■ Supplied text ■
● ● ● ● ● ● ●
Thursday, November 13, 2014

thoughts on hardy stock and breaking the law

Would you break the law if you knew that everyone was doing it? What if you knew, too, that you wouldn't incur consequences?

Most anyone I know would say -- not me! Maybe to save the life of another, or unwittingly, or in tiny ways, but for personal gain? Not me!

This is where I want to tick off all the ways where we routinely go against the rules, big and small. My favorite is crossing the street on a red light when there is no traffic. I'll never forget this scene: it was in Fukuoka, Japan, some dozen years ago. I was standing with a small group at a corner, at night and there was absolutely no vehicular traffic. Nonetheless, everyone waited for the light to change. My customary impulse to break that rule was so strong that I could not, could not resist the pull to place my foot on the street before the light turned green! Not only do I appear to violate this rule of the road routinely, it seems I can't NOT violate it, even when there's social pressure to obey.
● ● ● ● ● ● ●
■ Provided records ■
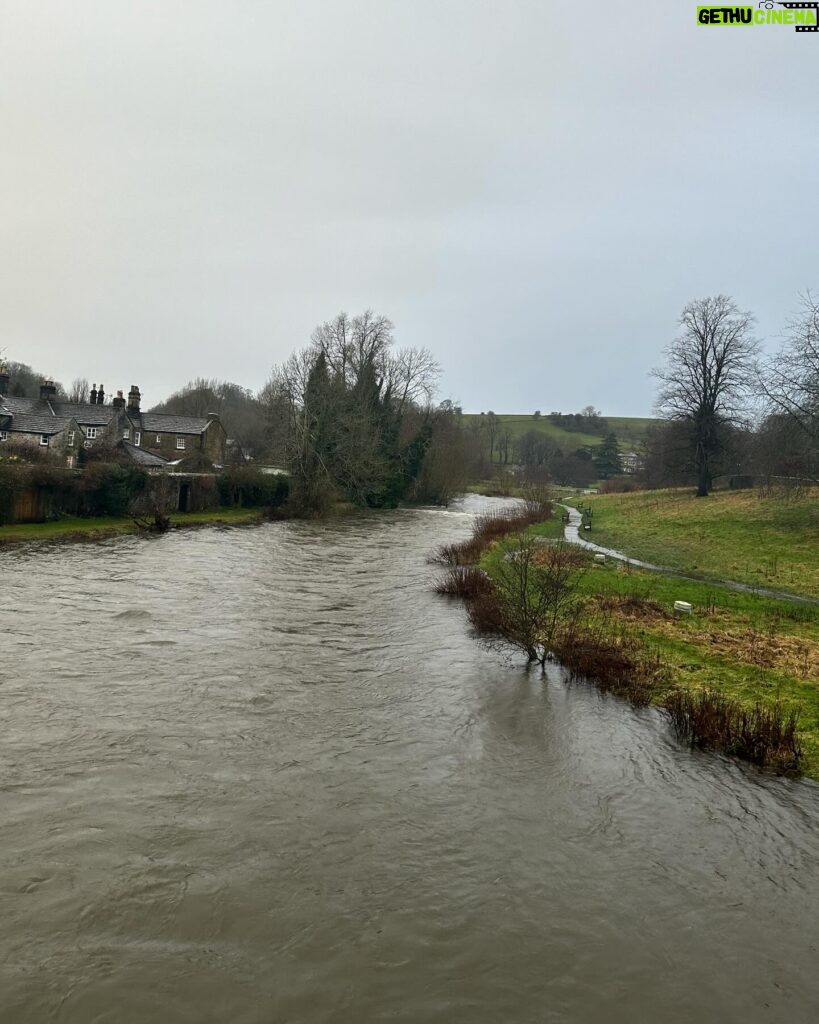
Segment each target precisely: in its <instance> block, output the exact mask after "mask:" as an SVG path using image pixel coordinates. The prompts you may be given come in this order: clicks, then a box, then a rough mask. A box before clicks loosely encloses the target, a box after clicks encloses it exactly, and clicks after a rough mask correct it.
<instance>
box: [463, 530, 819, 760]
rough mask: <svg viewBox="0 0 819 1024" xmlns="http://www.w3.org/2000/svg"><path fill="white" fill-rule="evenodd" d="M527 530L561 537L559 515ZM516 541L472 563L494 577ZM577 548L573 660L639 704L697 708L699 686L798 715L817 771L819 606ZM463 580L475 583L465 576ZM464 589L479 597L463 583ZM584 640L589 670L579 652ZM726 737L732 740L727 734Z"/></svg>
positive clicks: (751, 714) (766, 713)
mask: <svg viewBox="0 0 819 1024" xmlns="http://www.w3.org/2000/svg"><path fill="white" fill-rule="evenodd" d="M526 532H527V534H528V535H533V536H540V537H542V538H544V539H549V540H559V539H560V538H561V536H562V522H561V518H560V517H559V516H553V517H550V518H548V519H546V520H545V521H543V522H540V523H537V524H536V525H532V526H529V527H527V529H526ZM517 543H518V542H517V541H516V540H514V539H513V538H512V537H510V536H507V537H506V538H501V539H499V538H497V537H495V538H493V539H490V540H489V541H488V543H487V544H485V545H484V546H483V548H482V550H481V552H480V553H479V554H478V555H477V556H476V557H475V558H474V559H473V564H474V565H475V566H476V567H478V568H479V569H480V570H481V571H482V572H484V573H486V574H487V575H488V578H489V580H490V581H492V582H498V581H499V580H500V579H501V577H502V575H503V570H504V569H503V567H504V565H505V564H506V563H507V561H508V559H509V557H510V556H511V555H512V554H513V549H514V547H515V545H516V544H517ZM581 557H583V562H584V564H585V568H584V570H583V571H581V572H580V575H579V580H578V582H577V594H576V596H577V603H578V605H579V614H578V616H577V617H576V620H575V624H571V625H569V626H567V627H566V629H567V630H568V631H569V633H568V634H564V636H563V638H562V639H561V641H560V643H562V645H563V648H564V650H563V659H564V660H565V662H566V664H567V665H568V666H569V667H570V668H573V669H575V670H576V671H577V672H578V673H579V674H586V675H595V671H594V670H595V669H597V670H599V671H598V672H597V674H596V681H597V682H598V683H599V684H600V685H602V686H604V688H610V689H612V690H614V691H615V692H618V693H619V694H620V695H622V696H624V697H626V698H628V699H632V700H633V701H635V702H637V703H641V705H645V703H651V705H656V706H658V707H662V708H666V709H669V708H671V707H673V706H674V705H675V701H676V700H679V699H683V700H685V701H686V702H687V706H689V707H690V708H691V709H692V714H693V713H694V712H695V711H696V709H695V708H694V705H695V703H697V702H698V701H700V700H701V699H702V695H703V694H716V695H717V697H718V699H719V700H720V701H722V702H727V705H726V706H727V707H729V708H730V710H731V713H732V714H734V713H736V714H738V715H740V716H741V715H744V714H745V713H748V714H750V715H752V714H753V713H755V711H756V710H757V709H759V710H760V712H761V713H762V714H763V715H764V716H775V718H776V720H777V721H781V722H786V721H787V720H788V719H789V718H790V716H791V715H793V714H796V715H799V743H800V744H801V748H802V763H801V765H800V769H801V770H802V772H804V773H805V774H807V775H809V776H811V777H814V778H819V687H817V683H816V680H817V679H818V678H819V609H817V608H816V607H814V606H811V605H805V604H799V603H794V602H791V601H786V600H777V599H774V598H768V597H762V596H760V595H759V594H756V593H752V592H746V593H742V592H734V591H730V590H725V589H719V588H716V587H714V586H713V585H709V584H707V583H701V582H695V581H688V580H685V581H683V580H679V579H675V578H670V577H663V575H660V574H658V573H654V572H650V571H644V570H640V569H636V568H635V567H634V566H633V565H630V564H628V563H624V564H623V563H618V562H614V561H612V560H606V561H605V562H603V563H598V562H596V561H595V560H594V557H593V555H592V553H591V552H586V553H584V555H583V556H581ZM478 582H479V581H478ZM463 589H464V590H465V591H468V590H469V580H467V586H466V587H465V588H463ZM462 596H465V597H467V598H468V599H471V600H474V598H470V595H469V594H468V593H466V592H465V593H463V594H462ZM677 600H682V601H686V602H688V603H690V604H691V605H692V611H691V613H690V614H676V613H675V611H674V603H675V601H677ZM474 607H475V605H474V604H473V608H474ZM472 618H473V624H474V625H476V628H478V629H479V630H480V624H479V622H477V620H476V616H475V615H474V614H473V615H472ZM489 621H490V616H489ZM576 623H579V624H580V626H579V628H578V627H577V625H576ZM571 631H574V632H571ZM487 632H489V633H491V628H490V626H489V628H488V629H487ZM584 646H586V647H587V648H588V651H587V652H588V654H589V656H588V658H587V662H586V669H584V662H583V657H579V656H578V655H577V651H578V650H579V649H580V648H581V647H584ZM609 675H610V676H611V677H612V679H613V682H612V679H609V678H607V677H608V676H609ZM614 677H616V678H614ZM681 695H682V696H681ZM713 745H716V746H719V745H720V744H719V743H714V744H713ZM725 745H726V746H727V748H728V749H729V750H730V749H731V743H730V742H729V743H726V744H725ZM782 768H783V770H788V771H790V770H792V768H790V767H788V766H787V765H786V764H784V765H783V766H782Z"/></svg>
● ● ● ● ● ● ●
■ Task brief ■
Decide whether each statement agrees with the post on breaking the law: 1. The street corner in Fukuoka had no vehicles on it. 2. The writer waited with the group for the light to turn green. 3. The Fukuoka scene happened during the day. Answer yes or no for each and quote the words of the post that decide it.

■ Task output ■
1. Yes: "there was absolutely no vehicular traffic"
2. No: "I could not, could not resist the pull to place my foot on the street before the light turned green!"
3. No: "at night"